Short exercise – Return every item below line for line, with no changes, and leave out the pictures.

· · ·

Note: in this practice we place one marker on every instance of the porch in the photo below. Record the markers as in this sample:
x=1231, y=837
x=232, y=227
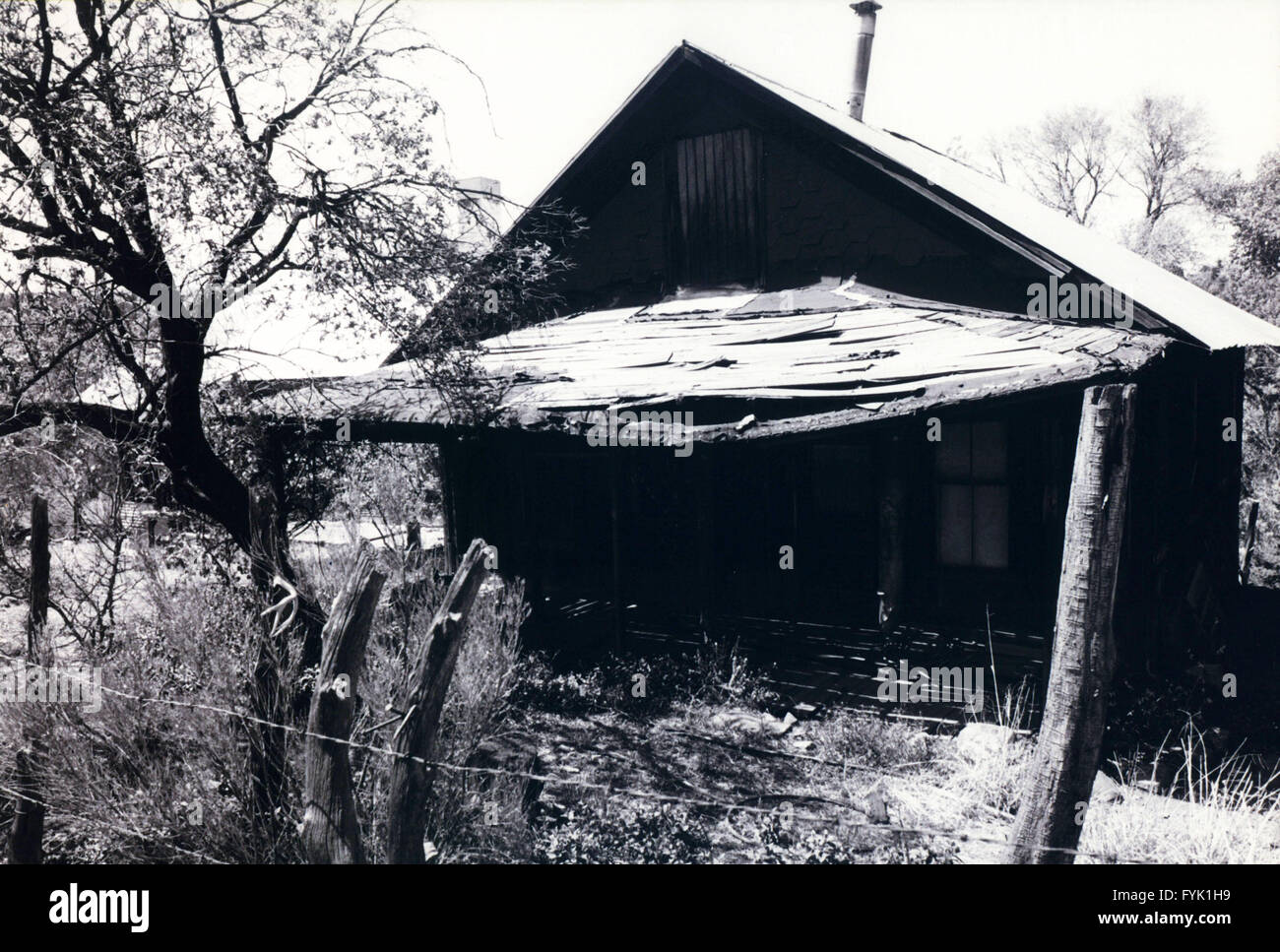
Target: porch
x=809, y=665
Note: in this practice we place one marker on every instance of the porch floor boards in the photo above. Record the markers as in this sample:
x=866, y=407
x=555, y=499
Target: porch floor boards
x=826, y=665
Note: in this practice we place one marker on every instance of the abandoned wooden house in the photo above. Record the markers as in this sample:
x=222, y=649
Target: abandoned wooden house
x=861, y=432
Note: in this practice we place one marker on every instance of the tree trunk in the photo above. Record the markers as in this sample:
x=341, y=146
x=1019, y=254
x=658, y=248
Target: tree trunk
x=37, y=604
x=1060, y=777
x=331, y=828
x=429, y=682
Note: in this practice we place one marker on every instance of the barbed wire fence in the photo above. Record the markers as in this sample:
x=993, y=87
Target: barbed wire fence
x=705, y=801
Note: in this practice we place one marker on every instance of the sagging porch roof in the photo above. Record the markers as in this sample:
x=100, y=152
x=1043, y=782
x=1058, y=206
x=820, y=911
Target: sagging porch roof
x=745, y=366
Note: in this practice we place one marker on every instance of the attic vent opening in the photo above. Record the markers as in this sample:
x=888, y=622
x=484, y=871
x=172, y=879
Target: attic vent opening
x=717, y=219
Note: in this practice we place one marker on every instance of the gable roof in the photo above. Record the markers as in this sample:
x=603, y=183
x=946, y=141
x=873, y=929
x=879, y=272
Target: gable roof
x=1015, y=219
x=800, y=361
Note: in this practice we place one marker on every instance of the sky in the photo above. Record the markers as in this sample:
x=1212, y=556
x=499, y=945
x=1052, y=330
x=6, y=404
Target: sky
x=554, y=71
x=525, y=84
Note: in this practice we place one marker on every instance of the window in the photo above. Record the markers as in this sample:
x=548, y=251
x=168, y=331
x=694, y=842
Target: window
x=717, y=219
x=972, y=473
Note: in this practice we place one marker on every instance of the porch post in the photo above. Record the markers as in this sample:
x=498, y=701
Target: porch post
x=448, y=462
x=1060, y=776
x=619, y=623
x=892, y=549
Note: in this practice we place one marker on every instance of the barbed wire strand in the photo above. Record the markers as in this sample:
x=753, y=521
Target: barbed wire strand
x=608, y=789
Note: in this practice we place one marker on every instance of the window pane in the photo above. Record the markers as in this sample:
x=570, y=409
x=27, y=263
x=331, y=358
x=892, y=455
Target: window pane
x=952, y=452
x=990, y=451
x=991, y=526
x=955, y=522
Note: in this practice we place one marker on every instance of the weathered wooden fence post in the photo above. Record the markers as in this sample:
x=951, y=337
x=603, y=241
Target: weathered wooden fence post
x=429, y=682
x=27, y=833
x=331, y=828
x=37, y=608
x=1060, y=776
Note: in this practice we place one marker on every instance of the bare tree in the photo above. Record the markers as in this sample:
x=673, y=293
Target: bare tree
x=1166, y=141
x=1067, y=161
x=154, y=157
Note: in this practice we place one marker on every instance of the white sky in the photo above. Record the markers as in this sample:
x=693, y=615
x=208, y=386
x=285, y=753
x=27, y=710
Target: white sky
x=941, y=69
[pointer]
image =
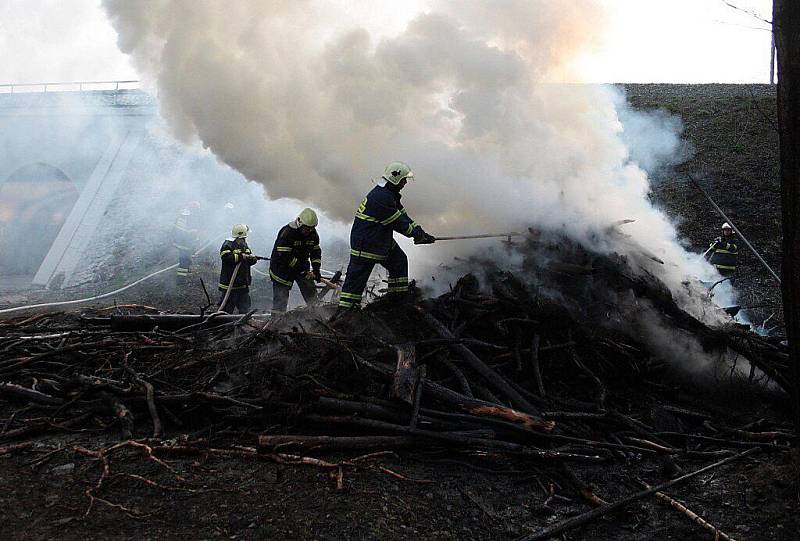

· · ·

Result of the task –
Note: in this practice we place one marker on every instance of the porch in the photo below. Record the markers as in this sample:
x=1231, y=837
x=232, y=227
Target: porch
x=809, y=665
Note: in this practice we place one marker on every instance of the porch floor boards in the photo above. Record the markers as in this sample:
x=866, y=407
x=555, y=499
Target: porch floor boards
x=826, y=665
Note: in this practice we place one marker on every instance of the abandoned wooden house in the photo above. Record the markers as in this sample:
x=222, y=649
Target: abandoned wooden house
x=861, y=432
Note: in this practice we place one marker on every instance of the tree trunk in the photo above. Record the markers as in this sample:
x=341, y=146
x=1019, y=254
x=658, y=248
Target: tree trunk
x=37, y=604
x=1060, y=777
x=331, y=828
x=429, y=682
Note: in this practice we place one marker on every instance of the barbed wire fence in the photo above. Record the markers as in this sample:
x=993, y=87
Target: barbed wire fence
x=705, y=801
Note: in this practice we place one marker on every instance of the sagging porch roof in the photo above. Record the markers as in this sample:
x=100, y=152
x=1043, y=782
x=1058, y=206
x=820, y=911
Target: sagging porch roof
x=745, y=366
Note: in this practice we place one marker on every instance of the attic vent opening in the photo above. Record the markers as in this sample:
x=888, y=622
x=484, y=871
x=172, y=879
Target: attic vent opening
x=717, y=219
Note: in this practice we place one marker on every instance of the gable roof in the photo above. Record the markers as in this sample:
x=603, y=183
x=946, y=141
x=873, y=929
x=879, y=272
Target: gable roof
x=1015, y=219
x=800, y=361
Note: in this practice we place one marker on every instance of the sky in the photo above. Record the markers as in this sample:
x=1212, y=556
x=499, y=945
x=1052, y=330
x=6, y=404
Target: sky
x=554, y=71
x=525, y=84
Note: in this practice we place one marker on every instance of the window in the photo above. Record the markers as in this sample:
x=548, y=251
x=168, y=331
x=694, y=842
Target: window
x=717, y=219
x=972, y=473
Note: in this practice we place one marker on every instance of the porch post in the photo above. Record the markers as in this sample:
x=498, y=701
Target: porch post
x=448, y=462
x=1060, y=776
x=619, y=623
x=892, y=549
Note: in this practice we place one marker on every instance of the barbed wire strand in the photo above. Record the markers as in this sample:
x=753, y=521
Target: barbed wire strand
x=608, y=789
Note: in this practice we place one marker on every instance of the window pane in the photo above. Record the markers as in this sample:
x=570, y=409
x=27, y=263
x=331, y=358
x=892, y=455
Target: window pane
x=952, y=452
x=990, y=451
x=991, y=526
x=955, y=522
Note: in this practice we place one marker on every instance of the weathered wooden fence post in the photo above. Record the markers as in this sample:
x=951, y=337
x=603, y=241
Target: weathered wooden fence post
x=429, y=682
x=27, y=833
x=331, y=828
x=37, y=608
x=1060, y=776
Note: in this practice we place one marker on every instance of the bare tree in the photo above. Record the markers as in this sample:
x=673, y=293
Target: bare tree
x=1166, y=141
x=1067, y=161
x=154, y=157
Note: in this practice we place one marker on every instance of the white sky in the photo above. Record the markers as in this sample:
x=693, y=615
x=208, y=386
x=285, y=753
x=27, y=710
Target: white sky
x=941, y=69
[pointer]
image =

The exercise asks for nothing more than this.